(RECORDS PROVIDED Opens)
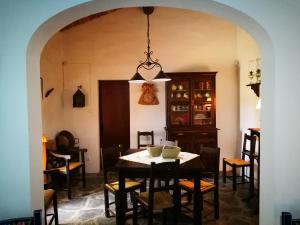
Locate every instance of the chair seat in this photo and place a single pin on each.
(48, 197)
(204, 185)
(129, 184)
(72, 166)
(238, 162)
(161, 200)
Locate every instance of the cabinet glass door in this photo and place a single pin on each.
(202, 102)
(180, 103)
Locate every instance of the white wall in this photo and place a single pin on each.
(275, 28)
(110, 47)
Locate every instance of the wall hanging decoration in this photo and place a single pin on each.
(254, 75)
(48, 92)
(149, 63)
(148, 96)
(78, 98)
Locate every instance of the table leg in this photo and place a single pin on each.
(197, 201)
(120, 201)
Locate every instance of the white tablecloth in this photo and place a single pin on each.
(144, 157)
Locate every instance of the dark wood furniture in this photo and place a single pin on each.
(256, 133)
(210, 181)
(127, 169)
(242, 163)
(67, 161)
(146, 134)
(159, 199)
(36, 219)
(109, 158)
(50, 196)
(191, 110)
(114, 113)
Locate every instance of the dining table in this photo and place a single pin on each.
(189, 169)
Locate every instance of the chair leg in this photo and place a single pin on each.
(150, 216)
(106, 203)
(55, 208)
(164, 215)
(243, 174)
(135, 212)
(234, 177)
(216, 203)
(224, 171)
(45, 213)
(69, 185)
(83, 176)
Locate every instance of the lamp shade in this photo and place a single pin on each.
(161, 76)
(137, 78)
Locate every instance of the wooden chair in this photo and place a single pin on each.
(67, 162)
(159, 199)
(36, 219)
(210, 158)
(50, 197)
(145, 134)
(242, 163)
(109, 158)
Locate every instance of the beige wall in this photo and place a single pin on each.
(111, 46)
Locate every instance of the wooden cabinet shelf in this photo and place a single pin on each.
(191, 110)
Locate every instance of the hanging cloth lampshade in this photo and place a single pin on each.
(78, 98)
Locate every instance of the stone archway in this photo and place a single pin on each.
(45, 31)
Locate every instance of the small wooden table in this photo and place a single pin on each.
(127, 169)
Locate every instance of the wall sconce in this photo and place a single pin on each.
(257, 75)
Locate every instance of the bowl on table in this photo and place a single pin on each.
(154, 150)
(170, 152)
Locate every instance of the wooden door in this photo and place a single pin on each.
(114, 113)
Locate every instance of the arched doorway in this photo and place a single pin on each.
(44, 33)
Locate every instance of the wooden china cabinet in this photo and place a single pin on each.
(191, 110)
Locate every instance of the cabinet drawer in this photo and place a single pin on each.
(180, 135)
(205, 135)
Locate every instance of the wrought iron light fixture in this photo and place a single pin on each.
(149, 63)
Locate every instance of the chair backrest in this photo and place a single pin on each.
(109, 158)
(210, 158)
(147, 134)
(167, 171)
(248, 145)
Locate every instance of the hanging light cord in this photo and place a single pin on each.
(149, 63)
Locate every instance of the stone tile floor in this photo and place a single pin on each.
(87, 206)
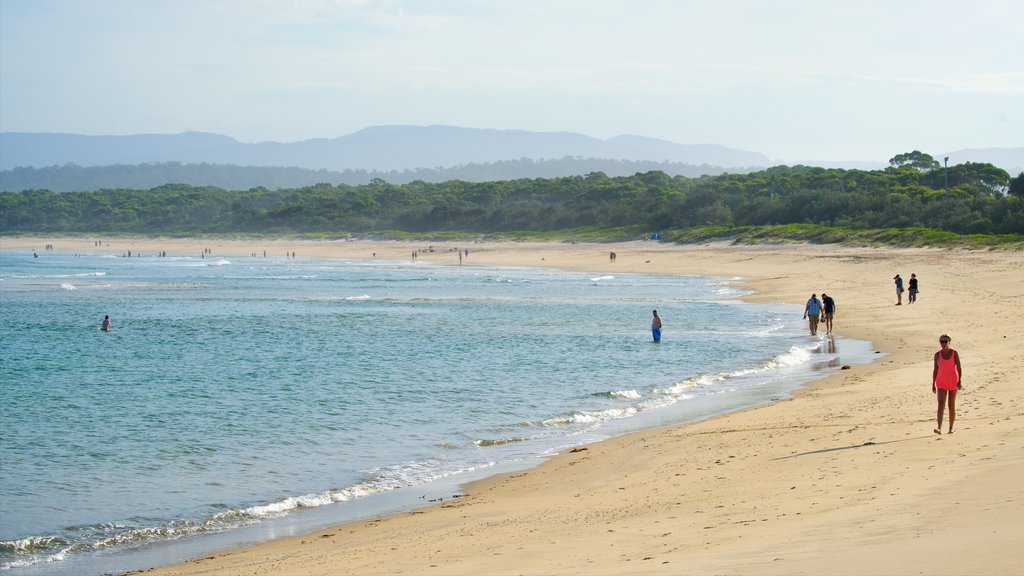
(RECORDS PROVIDED Closes)
PROBLEM DESCRIPTION » Each entry above should be given again exactly, with its pictures omitted.

ANSWER BOX »
Locate every instance of the chair seat in this photo and place a single pin on each.
(48, 197)
(204, 185)
(129, 184)
(72, 166)
(238, 162)
(161, 200)
Locate every instance of the cabinet glass door in this photo and place a single pin on each.
(202, 102)
(180, 103)
Locate every instance of the white wall in this photo and place a single pin on each.
(275, 28)
(110, 47)
Locate every instance of the wall hanging decoration in this photo and place a single pin on each.
(254, 75)
(48, 92)
(149, 63)
(148, 96)
(78, 98)
Locate every instance of the table leg in this photo and place a single pin on each.
(197, 201)
(120, 201)
Locate every instance of the white tablecloth in this photo and place a single pin on each.
(144, 157)
Locate every instance of the dark wood furniture in this photo and place a single pin on each.
(256, 133)
(210, 181)
(127, 169)
(242, 163)
(67, 161)
(146, 134)
(159, 199)
(36, 219)
(109, 158)
(50, 196)
(191, 110)
(114, 113)
Locate every instance of the dining table in this photo and place a single pin on each.
(189, 169)
Locate every instance of the chair leg in this photo and place a single pin on each.
(150, 216)
(106, 203)
(55, 208)
(164, 215)
(243, 174)
(135, 212)
(234, 177)
(216, 203)
(224, 171)
(45, 213)
(69, 185)
(83, 176)
Locate every instance of the lamp shade in this photo and place a single pin on each.
(161, 76)
(137, 78)
Locate every instance of the wooden chair in this photo and place a single pin on each.
(67, 162)
(159, 199)
(36, 219)
(210, 158)
(50, 197)
(145, 134)
(242, 163)
(109, 158)
Locate every instance of the beige wall in this photo and place a single pin on each.
(111, 46)
Locate every instance of the wooden cabinet shelf in this photo and place a single pin on each.
(191, 110)
Locate every instance of the hanging cloth lampshade in this photo and place a single pin on each.
(78, 98)
Locate every instance of the stone archway in this photo and place a single pin on each.
(45, 31)
Locate every instance of the small wooden table in this photo and place a single pin on each.
(127, 169)
Locate every instance of the wall sconce in this photo and place a single pin on each.
(257, 75)
Locate every instance of the bowl on table in this photo and place a single pin on each.
(154, 150)
(170, 152)
Locate every instance of the wooden door in this photo and place a single pin on each.
(114, 113)
Locate every instance of the arched doorway in this photo and place a single pin on each.
(44, 33)
Locate every instance of the wooden china cabinet in this photo and place a single pin on each.
(191, 110)
Locate every instance of the cabinet drawer in this photo and place a single pin on each.
(180, 135)
(205, 135)
Locate every instance of the wrought iron light fixture in this photo and place a single pin on each.
(149, 63)
Locate every instance of the chair backrest in this photo and place a single pin on each.
(109, 158)
(210, 158)
(147, 134)
(167, 171)
(248, 145)
Locate every instance of the hanging light cord in this photo and place a single pin on each.
(149, 63)
Locate every instance of the stone tile floor in this photo and place a single pin on each.
(87, 206)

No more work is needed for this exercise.